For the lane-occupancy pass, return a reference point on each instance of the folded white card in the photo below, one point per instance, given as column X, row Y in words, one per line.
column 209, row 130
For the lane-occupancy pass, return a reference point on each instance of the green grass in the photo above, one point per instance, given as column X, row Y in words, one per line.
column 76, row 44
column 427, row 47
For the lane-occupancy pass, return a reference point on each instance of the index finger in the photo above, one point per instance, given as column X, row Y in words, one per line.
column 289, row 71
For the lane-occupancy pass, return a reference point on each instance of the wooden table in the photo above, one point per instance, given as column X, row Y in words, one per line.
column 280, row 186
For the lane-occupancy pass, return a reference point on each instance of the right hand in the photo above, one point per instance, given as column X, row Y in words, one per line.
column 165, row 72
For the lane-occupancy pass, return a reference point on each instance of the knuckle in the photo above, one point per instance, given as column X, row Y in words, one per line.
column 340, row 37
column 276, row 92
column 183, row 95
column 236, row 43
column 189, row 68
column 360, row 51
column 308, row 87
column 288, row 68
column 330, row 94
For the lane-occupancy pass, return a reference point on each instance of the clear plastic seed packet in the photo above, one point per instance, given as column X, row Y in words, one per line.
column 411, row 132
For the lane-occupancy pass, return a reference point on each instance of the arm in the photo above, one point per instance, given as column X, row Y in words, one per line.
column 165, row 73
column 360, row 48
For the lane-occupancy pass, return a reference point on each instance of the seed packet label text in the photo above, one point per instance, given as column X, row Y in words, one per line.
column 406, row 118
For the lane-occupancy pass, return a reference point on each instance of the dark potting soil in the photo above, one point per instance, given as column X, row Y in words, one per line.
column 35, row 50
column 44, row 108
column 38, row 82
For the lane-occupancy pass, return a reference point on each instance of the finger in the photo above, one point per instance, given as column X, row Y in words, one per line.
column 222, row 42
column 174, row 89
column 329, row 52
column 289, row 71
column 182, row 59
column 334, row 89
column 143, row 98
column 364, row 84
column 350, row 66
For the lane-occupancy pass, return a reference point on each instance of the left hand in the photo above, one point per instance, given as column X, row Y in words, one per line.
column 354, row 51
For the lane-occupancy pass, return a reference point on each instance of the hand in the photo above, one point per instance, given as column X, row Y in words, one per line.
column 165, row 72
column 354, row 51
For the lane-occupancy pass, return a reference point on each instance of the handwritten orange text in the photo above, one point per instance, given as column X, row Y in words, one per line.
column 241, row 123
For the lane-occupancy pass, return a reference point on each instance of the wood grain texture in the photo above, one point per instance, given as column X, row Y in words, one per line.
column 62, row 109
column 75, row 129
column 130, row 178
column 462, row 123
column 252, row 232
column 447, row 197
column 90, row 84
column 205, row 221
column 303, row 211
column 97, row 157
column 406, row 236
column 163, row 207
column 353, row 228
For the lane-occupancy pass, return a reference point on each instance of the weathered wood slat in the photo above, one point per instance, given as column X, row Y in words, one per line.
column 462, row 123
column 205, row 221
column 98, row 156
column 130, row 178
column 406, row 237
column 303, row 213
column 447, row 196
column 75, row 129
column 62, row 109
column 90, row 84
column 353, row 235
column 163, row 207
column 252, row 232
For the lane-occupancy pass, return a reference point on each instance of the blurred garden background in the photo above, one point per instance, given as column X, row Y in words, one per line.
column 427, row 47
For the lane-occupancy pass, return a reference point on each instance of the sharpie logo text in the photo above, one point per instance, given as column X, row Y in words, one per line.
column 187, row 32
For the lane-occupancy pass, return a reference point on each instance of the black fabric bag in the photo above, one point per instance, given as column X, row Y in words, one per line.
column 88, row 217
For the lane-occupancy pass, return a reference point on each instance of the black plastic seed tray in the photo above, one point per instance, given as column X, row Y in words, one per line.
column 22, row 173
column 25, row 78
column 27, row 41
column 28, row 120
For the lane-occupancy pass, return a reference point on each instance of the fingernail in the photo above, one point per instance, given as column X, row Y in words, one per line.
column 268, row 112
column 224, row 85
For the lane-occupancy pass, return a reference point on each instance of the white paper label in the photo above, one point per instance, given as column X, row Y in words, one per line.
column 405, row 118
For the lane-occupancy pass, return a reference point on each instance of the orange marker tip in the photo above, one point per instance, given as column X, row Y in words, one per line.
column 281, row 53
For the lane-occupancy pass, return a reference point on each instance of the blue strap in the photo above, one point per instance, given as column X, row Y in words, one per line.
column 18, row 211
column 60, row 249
+ + +
● Description of the task: Print every line of the records exactly. Omit nothing.

● Result of the exercise:
For the lane-occupancy pass, return a reference point on each instance of the folded white card in the photo below, one point per instance, given as column X, row Y in words, one per line.
column 209, row 130
For the lane-occupancy pass, return a reference point on each instance of the green grass in the photo above, one point per instance, given as column X, row Y in words, one per line.
column 76, row 44
column 427, row 47
For the lane-occupancy pass, return a reference point on each instance of the index finger in the photo above, one point per instance, given as column X, row Y in words, one per line.
column 289, row 71
For the lane-occupancy pass, return a reference point on each instance of the wooden table in the photo above, one point per instance, given as column X, row Y in words, one per line.
column 280, row 186
For the lane-occupancy pass, return a reference point on each instance of the right hand in the photo above, one point per instance, given as column X, row Y in words, one per line.
column 165, row 72
For the lane-occupancy pass, return a reference point on each instance of the knuckle in the photo above, one point per instance, given as column X, row Y in words, one per line.
column 340, row 37
column 276, row 92
column 183, row 95
column 236, row 43
column 189, row 68
column 360, row 51
column 308, row 87
column 288, row 68
column 330, row 94
For the lane-occupancy pass, return a reference point on each instance of the clear plastic seed packet in the photo above, one point per instance, given as column X, row Y in words, one per line.
column 411, row 132
For the lane-occupancy pass, return a reference point on each instance of the arm in the photo above, one point per instance, given as column X, row Y in words, one per line.
column 165, row 73
column 360, row 48
For the lane-occupancy pass, return a reference point on each instance of the seed packet label text in the photo above, one point per instance, given as column X, row Y in words, one per line.
column 406, row 118
For the lane-occupancy pass, return a reference point on each instance of the dark potting soil in the photo above, one point per instance, given as column X, row Y in words, one per line.
column 35, row 50
column 44, row 108
column 38, row 82
For the lane-occupancy pass, return a reference point on each instance of the finger in the photo above, one point per instance, given as column X, row Y in words, one per line.
column 222, row 42
column 174, row 89
column 329, row 52
column 289, row 71
column 182, row 59
column 334, row 89
column 143, row 98
column 364, row 84
column 350, row 66
For the lane-occupancy pass, return a reference point on each instance of the left hand in the photo above, one point per instance, given as column X, row Y in words, one per line.
column 354, row 51
For the lane-occupancy pass, return a reference point on each instance of the hand in the photo above, one point per instance, given as column X, row Y in words, one per line.
column 165, row 72
column 354, row 51
For the lane-occupancy pass, return a reference point on each instance of the handwritten orange text in the photo above, one point per instance, given as column X, row Y in words, one per line.
column 241, row 123
For the lane-occupancy pass, return a reference point on each instance of the wood grain texture in the photo above, one point per instance, given as column X, row Y in words, one per line.
column 62, row 109
column 75, row 129
column 130, row 178
column 462, row 123
column 252, row 232
column 447, row 197
column 90, row 84
column 205, row 221
column 303, row 211
column 97, row 157
column 406, row 236
column 163, row 207
column 353, row 228
For the lane-occupancy pass, return a reference point on each instance of the weathered wood slat in the photo above, one point per instance, given as column X, row Y in words, one per line.
column 462, row 123
column 205, row 221
column 98, row 156
column 130, row 178
column 406, row 237
column 303, row 213
column 447, row 196
column 75, row 129
column 62, row 109
column 90, row 84
column 353, row 235
column 163, row 207
column 252, row 232
For the lane-occupancy pass, return a reference point on each instance of the blurred garden background in the photo above, one point per instance, given as column X, row Y in words, one per line.
column 427, row 47
For the lane-occupancy pass, return a reference point on each instance of the sharpie logo text in the photo above, one point per instance, given as column X, row Y in words, one per line.
column 187, row 32
For the lane-occupancy pass, return a reference point on each instance of the black fabric bag in the photo above, one point per instance, given as column X, row Y in words, one per line.
column 88, row 217
For the lane-occupancy pass, return a reference point on each instance of the black plastic seed tray in the photo above, one point per instance, given as column X, row Y in words, one per line.
column 22, row 173
column 25, row 78
column 27, row 41
column 28, row 120
For the lane-occupancy pass, return a reference point on each instance of the fingernail in the photo above, one point per instance, given as column X, row Y in words, one per line.
column 268, row 112
column 224, row 85
For the lane-occupancy pass, return a reference point on each instance of the white paper label in the photo above, one point per instance, given as column X, row Y in words, one per line.
column 405, row 118
For the lane-occupancy pass, return a reference point on each instance of the orange marker tip in the photo above, one point per instance, given as column X, row Y in words, one per line.
column 281, row 53
For the lane-occupancy pass, return a reference point on each instance of the blue strap in the photo above, one point per instance, given as column X, row Y in words, one per line.
column 18, row 211
column 60, row 249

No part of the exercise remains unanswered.